> _MATERIAL_:

● ● ●

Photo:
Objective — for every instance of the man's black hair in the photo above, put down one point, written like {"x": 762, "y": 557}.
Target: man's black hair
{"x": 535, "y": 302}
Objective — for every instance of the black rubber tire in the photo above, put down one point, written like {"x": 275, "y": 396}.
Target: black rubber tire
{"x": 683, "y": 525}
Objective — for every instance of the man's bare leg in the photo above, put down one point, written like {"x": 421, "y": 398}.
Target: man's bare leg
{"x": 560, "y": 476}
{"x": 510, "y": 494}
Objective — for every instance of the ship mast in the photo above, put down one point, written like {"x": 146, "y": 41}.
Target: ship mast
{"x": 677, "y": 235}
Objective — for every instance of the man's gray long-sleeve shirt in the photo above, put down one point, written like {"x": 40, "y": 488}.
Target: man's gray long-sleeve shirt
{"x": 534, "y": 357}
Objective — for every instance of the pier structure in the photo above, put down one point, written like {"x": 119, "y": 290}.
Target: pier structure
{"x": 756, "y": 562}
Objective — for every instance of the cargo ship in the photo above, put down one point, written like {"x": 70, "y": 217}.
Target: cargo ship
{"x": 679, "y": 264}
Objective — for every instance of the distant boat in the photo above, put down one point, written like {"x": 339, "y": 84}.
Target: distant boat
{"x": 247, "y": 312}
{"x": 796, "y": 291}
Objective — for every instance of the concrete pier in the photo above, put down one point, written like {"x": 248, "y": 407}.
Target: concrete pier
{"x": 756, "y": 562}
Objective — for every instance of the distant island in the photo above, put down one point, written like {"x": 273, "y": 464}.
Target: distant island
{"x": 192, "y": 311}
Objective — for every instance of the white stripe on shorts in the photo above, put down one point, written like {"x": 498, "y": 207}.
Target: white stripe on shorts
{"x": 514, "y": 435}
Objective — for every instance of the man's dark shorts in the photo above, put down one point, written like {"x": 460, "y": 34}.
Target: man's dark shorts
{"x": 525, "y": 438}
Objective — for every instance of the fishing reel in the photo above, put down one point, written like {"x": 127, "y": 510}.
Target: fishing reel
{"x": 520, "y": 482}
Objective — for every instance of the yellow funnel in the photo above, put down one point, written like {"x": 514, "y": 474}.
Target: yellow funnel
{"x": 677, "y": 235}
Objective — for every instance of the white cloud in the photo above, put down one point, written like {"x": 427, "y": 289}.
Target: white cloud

● ● ●

> _GIVEN INSTRUCTION_: Give a word-for-word copy of the records.

> _EXPECTED OUTPUT_:
Photo:
Objective — for every instance of the man's black hair in the photo above, put down one point, written like {"x": 762, "y": 557}.
Target: man's black hair
{"x": 535, "y": 302}
Objective — for every instance of the black rubber tire in the photo above, put down one point, written like {"x": 275, "y": 396}.
Target: black rubber tire
{"x": 683, "y": 525}
Objective — for every instance of the man's bare leg in the photo above, put down one point, written like {"x": 421, "y": 398}.
Target: man's bare leg
{"x": 560, "y": 476}
{"x": 510, "y": 494}
Objective — for every instance of the ship mast in the photo above, put down one point, written like {"x": 146, "y": 41}.
Target: ship mast
{"x": 677, "y": 235}
Objective — for every instance of the man's gray long-sleeve shirt in the photo above, put down one point, written like {"x": 40, "y": 488}.
Target: man's gray long-sleeve shirt
{"x": 534, "y": 357}
Objective — for every instance of the pier structure in the photo above, put down one point, written like {"x": 119, "y": 290}.
Target: pier structure
{"x": 756, "y": 562}
Objective — for every instance of the cargo ship in the photo above, put down one point, written like {"x": 70, "y": 217}.
Target: cargo ship
{"x": 679, "y": 264}
Objective — for every instance of the distant boat in the photo above, put down one point, written like {"x": 339, "y": 84}.
Target: distant boat
{"x": 247, "y": 312}
{"x": 796, "y": 291}
Objective — for every instance of the concrete pier in the photo above, put down one point, written like {"x": 248, "y": 407}.
Target: concrete pier
{"x": 756, "y": 562}
Objective — for every instance of the distant island in the photo above, put down one point, written like {"x": 273, "y": 464}.
Target: distant island
{"x": 192, "y": 311}
Objective — for every instance of the white stripe on shorts in the photo above, put down one point, written like {"x": 498, "y": 207}.
Target: white stripe on shorts
{"x": 514, "y": 435}
Objective — for every instance of the man's dark shorts in the photo above, put down one point, written like {"x": 460, "y": 34}.
Target: man's dark shorts
{"x": 525, "y": 438}
Objective — for every instance of the fishing reel in the photo above, put down one point, written like {"x": 127, "y": 510}.
Target: fishing reel
{"x": 520, "y": 482}
Objective — for every instance of the yellow funnel in the photo above, put down one point, written like {"x": 514, "y": 474}.
Target: yellow funnel
{"x": 677, "y": 235}
Objective — for every instance of the white cloud in the photo above, put down one point, written like {"x": 427, "y": 289}.
Target: white cloud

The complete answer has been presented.